• Objective
Here are some records; quote them exactly, leaving out the pictures.
━━━━━ Source data ━━━━━
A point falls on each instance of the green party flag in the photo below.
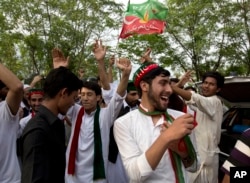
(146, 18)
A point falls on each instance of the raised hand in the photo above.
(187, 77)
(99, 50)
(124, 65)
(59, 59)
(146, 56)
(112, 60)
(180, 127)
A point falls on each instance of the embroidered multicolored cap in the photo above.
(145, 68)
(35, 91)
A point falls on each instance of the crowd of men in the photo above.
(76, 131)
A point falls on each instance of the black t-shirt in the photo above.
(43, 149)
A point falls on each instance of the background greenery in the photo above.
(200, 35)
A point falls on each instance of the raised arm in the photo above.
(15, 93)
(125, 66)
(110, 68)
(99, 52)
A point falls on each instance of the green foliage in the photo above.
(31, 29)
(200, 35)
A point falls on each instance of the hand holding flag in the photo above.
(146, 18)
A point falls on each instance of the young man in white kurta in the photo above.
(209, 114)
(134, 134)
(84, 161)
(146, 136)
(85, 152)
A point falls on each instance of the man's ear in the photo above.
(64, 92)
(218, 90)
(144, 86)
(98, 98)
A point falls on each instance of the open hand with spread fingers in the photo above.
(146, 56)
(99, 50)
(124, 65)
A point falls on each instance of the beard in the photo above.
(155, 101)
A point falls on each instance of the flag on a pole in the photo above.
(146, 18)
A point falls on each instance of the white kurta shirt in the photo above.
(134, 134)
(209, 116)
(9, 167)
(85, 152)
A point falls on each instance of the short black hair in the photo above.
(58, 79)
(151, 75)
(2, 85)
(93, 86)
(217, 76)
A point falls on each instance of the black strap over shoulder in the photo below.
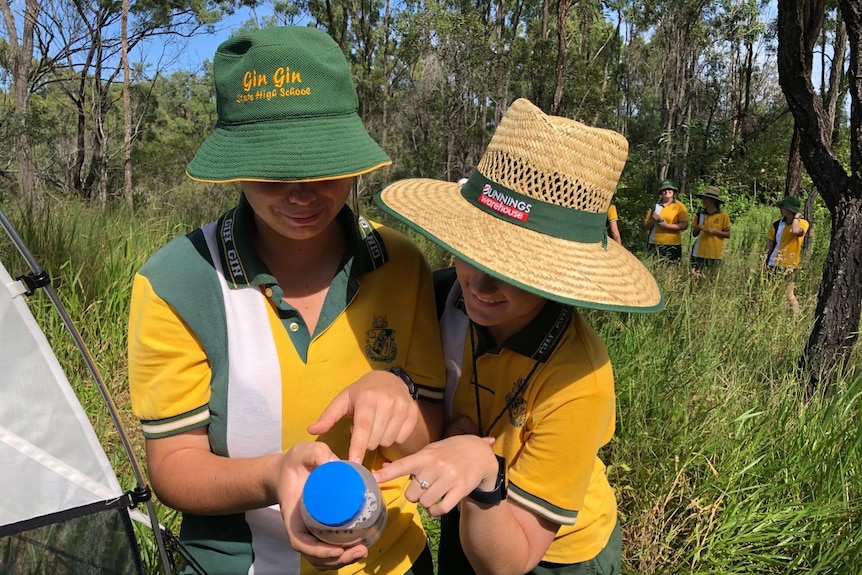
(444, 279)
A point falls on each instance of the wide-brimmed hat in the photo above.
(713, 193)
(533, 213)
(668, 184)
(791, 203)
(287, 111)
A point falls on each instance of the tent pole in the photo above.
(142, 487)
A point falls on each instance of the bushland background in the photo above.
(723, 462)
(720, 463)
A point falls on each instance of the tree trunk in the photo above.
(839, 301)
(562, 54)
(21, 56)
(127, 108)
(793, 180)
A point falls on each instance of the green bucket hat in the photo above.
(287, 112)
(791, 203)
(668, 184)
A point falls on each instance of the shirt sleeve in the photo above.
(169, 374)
━━━━━
• Answer to this exercise
A point falls on each instance of the green party flag in the photo below.
(146, 18)
A point falls on each instance of the raised hand in the photo above.
(187, 77)
(99, 50)
(124, 65)
(59, 59)
(146, 56)
(112, 60)
(180, 127)
A point falls on each instance of the embroidered multicolored cap in the photo above.
(145, 68)
(35, 91)
A point falls on each instance of the crowd of men in the photo above.
(76, 131)
A point falls on each instance of the black t-shirt in the photo above.
(43, 149)
A point falls on each instance of the background greenery in the photo above.
(200, 35)
A point falls on each instance of the raised arm in the photo above.
(15, 93)
(125, 66)
(110, 68)
(99, 52)
A point falls on each instance of the green foliage in the photo above.
(31, 29)
(200, 35)
A point falls on each instance of the hand holding flag in the photo above.
(146, 18)
A point falls on each instance of the young man in white kurta in the photo above.
(209, 114)
(134, 134)
(84, 161)
(146, 136)
(85, 152)
A point falls on each instance of the man's ear in the photo above.
(64, 92)
(218, 90)
(144, 86)
(98, 98)
A point falls on each instance of the open hand with spread fingers in the photo above.
(146, 56)
(99, 50)
(124, 65)
A point falls on each instance of the beard in the photo above.
(155, 101)
A point falls on each instance of the flag on a pole in the photo above.
(146, 18)
A point falls on each instance of the white kurta shirt in the photo above.
(134, 134)
(209, 116)
(9, 167)
(85, 152)
A point falls on each instance of the short black hair in the photo above.
(58, 79)
(151, 75)
(2, 85)
(93, 86)
(217, 76)
A point falls on each instance of the black strap over shoulder in the photo below.
(444, 279)
A point falls on each instance of the wide-brimmed hat in the photo above.
(713, 193)
(533, 213)
(668, 184)
(791, 203)
(287, 111)
A point falls on each instance of the tent pole in the photo above.
(142, 487)
A point falls on each instance of the bushland background in the photo above.
(723, 462)
(720, 463)
A point falls on each instance of the tree trunk in the photo above.
(839, 301)
(562, 54)
(21, 56)
(127, 108)
(793, 180)
A point falls on each instance of the green bucket hat in the photo above.
(287, 112)
(791, 203)
(668, 184)
A point falls on each instance of the shirt sleeve in the photo above.
(169, 374)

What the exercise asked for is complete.